━━━ DATA

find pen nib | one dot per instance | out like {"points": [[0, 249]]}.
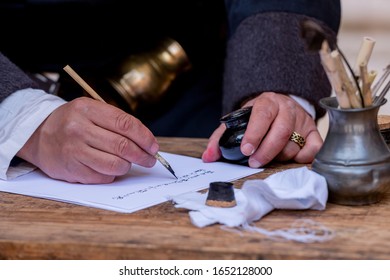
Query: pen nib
{"points": [[165, 164]]}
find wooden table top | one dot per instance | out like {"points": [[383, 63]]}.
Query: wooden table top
{"points": [[33, 228]]}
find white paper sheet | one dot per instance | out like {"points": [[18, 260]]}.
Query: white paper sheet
{"points": [[139, 189]]}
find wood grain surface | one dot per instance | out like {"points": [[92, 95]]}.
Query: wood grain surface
{"points": [[33, 228]]}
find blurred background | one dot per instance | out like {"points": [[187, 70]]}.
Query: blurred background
{"points": [[362, 18]]}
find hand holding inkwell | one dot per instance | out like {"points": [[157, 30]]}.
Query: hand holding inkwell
{"points": [[236, 123]]}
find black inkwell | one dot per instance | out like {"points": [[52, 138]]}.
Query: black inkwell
{"points": [[221, 194], [236, 123]]}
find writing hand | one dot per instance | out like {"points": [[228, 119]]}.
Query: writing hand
{"points": [[89, 141], [274, 117]]}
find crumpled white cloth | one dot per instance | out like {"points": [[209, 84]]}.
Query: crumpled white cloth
{"points": [[297, 188]]}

━━━━━━

### TASK TO COMPLETE
Copy exactly the stretch of data above from the line with "Query: wood grain surface" through the line with "find hand holding", and omit all other lines.

### SOLUTION FOR THIS PROBLEM
Query: wood grain surface
{"points": [[33, 228]]}
find blurred background | one dot per instance | out like {"points": [[187, 70]]}.
Query: blurred background
{"points": [[362, 18]]}
find hand holding inkwell | one dot per instance | out like {"points": [[157, 30]]}.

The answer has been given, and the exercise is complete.